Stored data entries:
****
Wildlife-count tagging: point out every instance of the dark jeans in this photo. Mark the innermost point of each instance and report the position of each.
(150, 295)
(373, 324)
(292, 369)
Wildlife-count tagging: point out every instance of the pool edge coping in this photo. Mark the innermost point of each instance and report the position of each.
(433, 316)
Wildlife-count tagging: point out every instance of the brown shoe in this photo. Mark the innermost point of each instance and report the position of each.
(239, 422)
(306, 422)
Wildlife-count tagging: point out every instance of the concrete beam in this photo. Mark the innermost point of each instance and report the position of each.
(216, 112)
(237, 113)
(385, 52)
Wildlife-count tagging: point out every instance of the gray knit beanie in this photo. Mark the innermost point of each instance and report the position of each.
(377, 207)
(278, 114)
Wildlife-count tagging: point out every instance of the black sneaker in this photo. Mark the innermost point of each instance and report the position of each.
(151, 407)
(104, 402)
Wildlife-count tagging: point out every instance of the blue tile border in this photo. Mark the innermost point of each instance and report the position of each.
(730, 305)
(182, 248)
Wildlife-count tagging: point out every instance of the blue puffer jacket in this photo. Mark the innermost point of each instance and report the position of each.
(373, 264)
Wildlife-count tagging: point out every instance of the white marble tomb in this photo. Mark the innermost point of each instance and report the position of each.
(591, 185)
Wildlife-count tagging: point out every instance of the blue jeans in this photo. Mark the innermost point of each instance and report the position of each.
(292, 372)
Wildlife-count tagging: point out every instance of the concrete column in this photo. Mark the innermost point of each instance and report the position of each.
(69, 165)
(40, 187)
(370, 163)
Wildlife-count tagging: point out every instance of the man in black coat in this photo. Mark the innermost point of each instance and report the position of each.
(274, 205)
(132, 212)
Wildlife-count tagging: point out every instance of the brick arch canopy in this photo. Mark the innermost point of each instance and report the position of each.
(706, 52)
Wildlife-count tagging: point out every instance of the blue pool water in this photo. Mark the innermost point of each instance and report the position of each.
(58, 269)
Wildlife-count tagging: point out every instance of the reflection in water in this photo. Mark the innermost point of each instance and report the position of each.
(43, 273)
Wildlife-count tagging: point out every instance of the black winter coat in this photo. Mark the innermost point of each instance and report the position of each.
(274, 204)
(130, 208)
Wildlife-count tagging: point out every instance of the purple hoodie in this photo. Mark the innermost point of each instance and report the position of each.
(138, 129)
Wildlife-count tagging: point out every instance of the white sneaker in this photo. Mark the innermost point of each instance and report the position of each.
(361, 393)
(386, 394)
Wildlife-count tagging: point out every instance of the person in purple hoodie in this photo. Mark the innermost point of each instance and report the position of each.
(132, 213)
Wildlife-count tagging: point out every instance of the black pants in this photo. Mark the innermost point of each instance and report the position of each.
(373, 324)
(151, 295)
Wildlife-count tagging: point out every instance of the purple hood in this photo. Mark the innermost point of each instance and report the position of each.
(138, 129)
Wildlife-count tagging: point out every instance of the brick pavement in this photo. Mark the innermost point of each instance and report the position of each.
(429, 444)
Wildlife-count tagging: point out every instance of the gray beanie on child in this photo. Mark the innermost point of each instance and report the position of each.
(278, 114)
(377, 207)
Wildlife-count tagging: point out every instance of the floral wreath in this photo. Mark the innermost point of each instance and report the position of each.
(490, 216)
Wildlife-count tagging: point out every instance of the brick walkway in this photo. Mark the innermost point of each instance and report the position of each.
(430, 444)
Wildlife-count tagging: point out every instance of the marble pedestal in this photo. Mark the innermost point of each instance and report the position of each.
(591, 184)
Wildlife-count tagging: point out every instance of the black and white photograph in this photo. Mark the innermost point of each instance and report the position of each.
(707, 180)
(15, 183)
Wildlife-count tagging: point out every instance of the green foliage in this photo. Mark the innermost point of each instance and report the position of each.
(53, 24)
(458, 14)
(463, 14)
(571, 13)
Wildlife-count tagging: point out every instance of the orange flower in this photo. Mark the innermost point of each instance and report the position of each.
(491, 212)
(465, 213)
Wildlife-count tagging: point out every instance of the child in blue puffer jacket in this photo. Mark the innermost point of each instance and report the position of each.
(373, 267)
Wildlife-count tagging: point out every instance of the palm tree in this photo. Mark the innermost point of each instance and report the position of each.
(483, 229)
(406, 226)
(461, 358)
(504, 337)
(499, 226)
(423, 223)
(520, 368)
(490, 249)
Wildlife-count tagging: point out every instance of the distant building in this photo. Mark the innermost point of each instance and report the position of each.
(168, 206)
****
- WHAT YOU ARE ASKED TO DO -
Word for word, retype all of the entries above.

- RESPONSE -
Wildlife-count tagging: point out every instance of the dark jeans in this photo. Mark the innermost point of each instance and report the position of each.
(150, 295)
(373, 324)
(292, 369)
Wildlife-count tagging: point out every instance of the pool edge coping in this photo. Mark the innermost point of each instance and report the position of each.
(433, 316)
Wildlife-count tagging: point out every instance of the brown shoe in this photo. Mark the innermost point of each instance and report the position of each.
(239, 422)
(306, 422)
Wildlife-count tagging: point out every instance of the concrete beam in this photo. Mark the innermost point of each instance and report the position of each.
(216, 112)
(237, 113)
(385, 52)
Wildlife-count tagging: point out every instance of the gray knit beanie in this photo. Mark the innermost point of each instance and report the position of each.
(377, 207)
(278, 114)
Wildlife-count tagging: point out every instance of the black sneaker in this photo. Mark the innermost point of each instance and report the position of each.
(151, 407)
(104, 402)
Wildlife-count tagging: point out every instance of the blue tile border in this photo. Mark the innermost point of each instance and report the position of each.
(730, 305)
(182, 248)
Wildlife-count tagging: point out every instance of the blue puffer jacket in this photo. Mark the innermost point of each instance and report the position of each.
(373, 264)
Wildlife-count tagging: point out every instance of the white marble tomb in this photo. Mark the innermost point of each instance and report the position of each.
(591, 185)
Wildlife-count tagging: point out every instance of the blue jeans in this photo. Mark the innermost point of each instance and report the position of each.
(292, 372)
Wildlife-count tagging: point out every instance of the concrete column in this photo. Mark the innermost point of each instance and report the position of each.
(69, 165)
(40, 187)
(370, 163)
Wildlife-count tagging: point out every instance of the man in black coat in this photo. Mark the innermost point of each instance and report the position of each.
(274, 205)
(132, 212)
Wildlife-count tagging: point out every instance of the brick arch canopy in this photo. Mark the innermost point of each instance and report the position of each.
(706, 52)
Wildlife-count tagging: point out every instance of the blue pool water in this photo. Mark the innermost point of each instance and report the position of each.
(58, 269)
Wildlife-count tagging: point out every instance of the reflection in water in this photo. Mark the innermost point of each instance and report the position of each.
(43, 273)
Wildlife-count tagging: point out every instance of the black winter coat in this photo. Mark the innermost point of each instance and report the position of each.
(274, 204)
(130, 208)
Wildlife-count tagging: point out every instance of the purple hoodie in this photo. Mark the innermost point of each instance and report the position of each.
(138, 129)
Wildlife-count tagging: point out every instance of the white sneaker in this photo. Mark the innermost point of each instance and report the position of each.
(361, 393)
(386, 394)
Wildlife-count tagging: point out every instance of the person in purple hoodie in this photo. Mark the innermost point of each instance and report the position of each.
(132, 213)
Wildlife-count tagging: point out every instance of the black pants in this photo. Mark the innermost point of each instance and report the position of each.
(373, 324)
(151, 295)
Wildlife-count tagging: point out every instance of the purple hood in this photo. Mark the innermost point of each instance and report the position of each.
(138, 129)
Wildlife-count tagging: point out every instance of the brick pavement in this photo. Mark the innermost point of each instance and report the position of each.
(429, 444)
Wildlife-count tagging: point out every instance of the gray beanie on child in this photo. Mark the innermost point of each instance and report the position of each.
(278, 114)
(377, 207)
Wildlife-count tagging: point out every instance of the floral wreath in this photo. Mark the innermost point of each instance and report the position of each.
(490, 216)
Wildlife-count tagging: point out every instance of the brick walkway in this photo. Mark the innermost point of each instance and report the position of each.
(430, 444)
Wildlife-count tagging: point out every instance of the marble pedestal in this photo. Mark the innermost point of each instance and report the position of each.
(591, 184)
Wildlife-count tagging: point out every instance of the black and white photograph in this photo. Mark the innermost point of each instance and report the position of each.
(707, 180)
(15, 183)
Wildlife-count tagging: point out every instance of the green foliage in this photo. Mark the innermost point of each instance and report the position of each.
(53, 24)
(458, 14)
(463, 14)
(571, 13)
Wildlife-count tagging: point out every instance of the orange flower in this photo. Mark the innermost point of each instance and report the position of each.
(491, 212)
(465, 213)
Wildlife-count tagging: point out every instance of the child in blue puffer jacket in this photo. Mark the innermost point of each instance and report the position of each.
(373, 267)
Wildlife-count tagging: point out every instance of the palm tree in this photo. Mark the innermost point of each instance and report the position of each.
(483, 229)
(406, 226)
(461, 358)
(504, 337)
(499, 226)
(423, 223)
(520, 368)
(490, 249)
Wildlife-count tagging: point out every instance of the distant building in this photo. Mark the innermost point of each instance and report the position of each.
(168, 206)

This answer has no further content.